练习题:
1. 下面讲 MLIR 控制流转换的文字里，mlir::createConvertSCFToCFPass 是用来做什么的？
2. 把下面讲 MLIR 控制流转换的文字接着往下写，从最后一行之后开始。

原文段落:
* * * *
6.4 buildStreamOptimizationPassPipeline

  • addCleanupPatterns

  • mlir::createConvertSCFToCFPassstructured control flow算子转换成更低层基础块形式的control flow算子。
    func.func @test(%pred: i32, %arg1: tensor<2x10xf32>, %arg2: tensor<2x10xf32>) -> tensor<2x10xf32> {
        %c0 = arith.constant 0 : i32
        %0 = arith.cmpi sgt, %pred, %c0 : i32
        %1 = scf.if %0 -> (tensor<2x10xf32>) {
          %2 = mhlo.add %arg1, %arg2 : tensor<2x10xf32>
          scf.yield %2 : tensor<2x10xf32>
        } else {
          %2 = mhlo.subtract %arg1, %arg2 : tensor<2x10xf32>
          scf.yield %2 : tensor<2x10xf32>
        }
        return %1 : tensor<2x10xf32>
    }
    

    转换成

    func.func @test(%pred: i32, %arg1: tensor<2x10xf32>, %arg2: tensor<2x10xf32>) -> tensor<2x10xf32> {
        %c0 = arith.constant 0 : i32
        %0 = arith.cmpi sgt, %pred, %c0 : i32
        cf.cond_br %0, ^bb1, ^bb2
      ^bb1:
        %2 = mhlo.add %arg1, %arg2 : tensor<2x10xf32>
        cf.br ^bb3(%2 : tensor<2x10xf32>)
      ^bb2:
        %3 = mhlo.subtract %arg1, %arg2 : tensor<2x10xf32>
        cf.br ^bb3(%3 : tensor<2x10xf32>)
* * * *
给定数据:
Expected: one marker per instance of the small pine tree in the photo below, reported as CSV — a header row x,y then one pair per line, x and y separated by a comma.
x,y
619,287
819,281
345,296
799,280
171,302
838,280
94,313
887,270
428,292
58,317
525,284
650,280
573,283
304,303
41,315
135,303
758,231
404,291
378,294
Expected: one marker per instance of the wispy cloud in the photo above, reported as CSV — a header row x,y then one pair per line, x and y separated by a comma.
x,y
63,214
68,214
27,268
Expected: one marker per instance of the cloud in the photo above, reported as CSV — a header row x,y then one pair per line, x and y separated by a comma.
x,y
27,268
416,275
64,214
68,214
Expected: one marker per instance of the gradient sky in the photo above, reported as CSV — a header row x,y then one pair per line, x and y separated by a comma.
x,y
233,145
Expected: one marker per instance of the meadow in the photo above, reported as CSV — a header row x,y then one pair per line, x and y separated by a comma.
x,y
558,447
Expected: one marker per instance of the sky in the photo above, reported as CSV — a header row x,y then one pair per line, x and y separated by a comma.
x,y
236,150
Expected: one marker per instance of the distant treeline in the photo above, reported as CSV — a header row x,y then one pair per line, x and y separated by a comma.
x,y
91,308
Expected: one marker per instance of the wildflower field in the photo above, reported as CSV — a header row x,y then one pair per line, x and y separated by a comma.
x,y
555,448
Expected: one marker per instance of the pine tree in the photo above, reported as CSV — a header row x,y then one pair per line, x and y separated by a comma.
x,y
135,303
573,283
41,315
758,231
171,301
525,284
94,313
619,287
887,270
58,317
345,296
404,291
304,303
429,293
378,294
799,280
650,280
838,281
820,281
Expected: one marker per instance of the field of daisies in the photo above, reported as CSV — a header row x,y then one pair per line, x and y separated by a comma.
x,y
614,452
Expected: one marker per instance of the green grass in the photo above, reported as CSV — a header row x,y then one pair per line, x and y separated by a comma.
* * * *
参考答案:
1. 它把 structured control flow 算子转换成更低层的、基础块形式的 control flow 算子。

2.
      ^bb3(%4: tensor<2x10xf32>):
        return %4 : tensor<2x10xf32>
    }
    
  • addCleanupPatterns

  • IREE::Stream::createElideTimepointsPass 消除已经确信到达的等待。比如
    %timepoint0 = ...
    %timepoint1 = ... await(%timepoint0)
    %timepoint2 = stream.timepoint.join max(%timepoint0, %timepoint1)
    

    timepoint1 到达时 timepoint0 一定已经达到过,因此可以转换成,

    %timepoint0 = ...
    %timepoint1 = ... await(%timepoint0)
    %timepoint2 = stream.timepoint.join max(%timepoint1)
    

    canonicalization 之后最终是

    %timepoint0 = ...
    %timepoint1 = ... await(%timepoint0)
    %timepoint2 = %timepoint1
    
  • IREE::Util::createFixedPointIteratorPass 该 pass 触发重复执行一个 pass pipeline,直到达到固定迭代次数或最大迭代次数。这里的 pipeline 包括前面的 addCleanupPatterns 和 createElideTimepointsPass 两个子 pass。

  • IREE::Stream::createFuseDispatchBindingsPass 根据stream.cmd.dispatch的 resource 关系合并dispatch executablebindings,比如stream.cmd.dispatch两个 resource 是同一个地址的不同 range,则可以计算每个 resource 在 base 地址上的偏移,并将这两个 resource 合并成一个 binding,在dispatch executable中根据偏移来截取每个被合并的 binding。该操作默认只合并 read only 的 resource。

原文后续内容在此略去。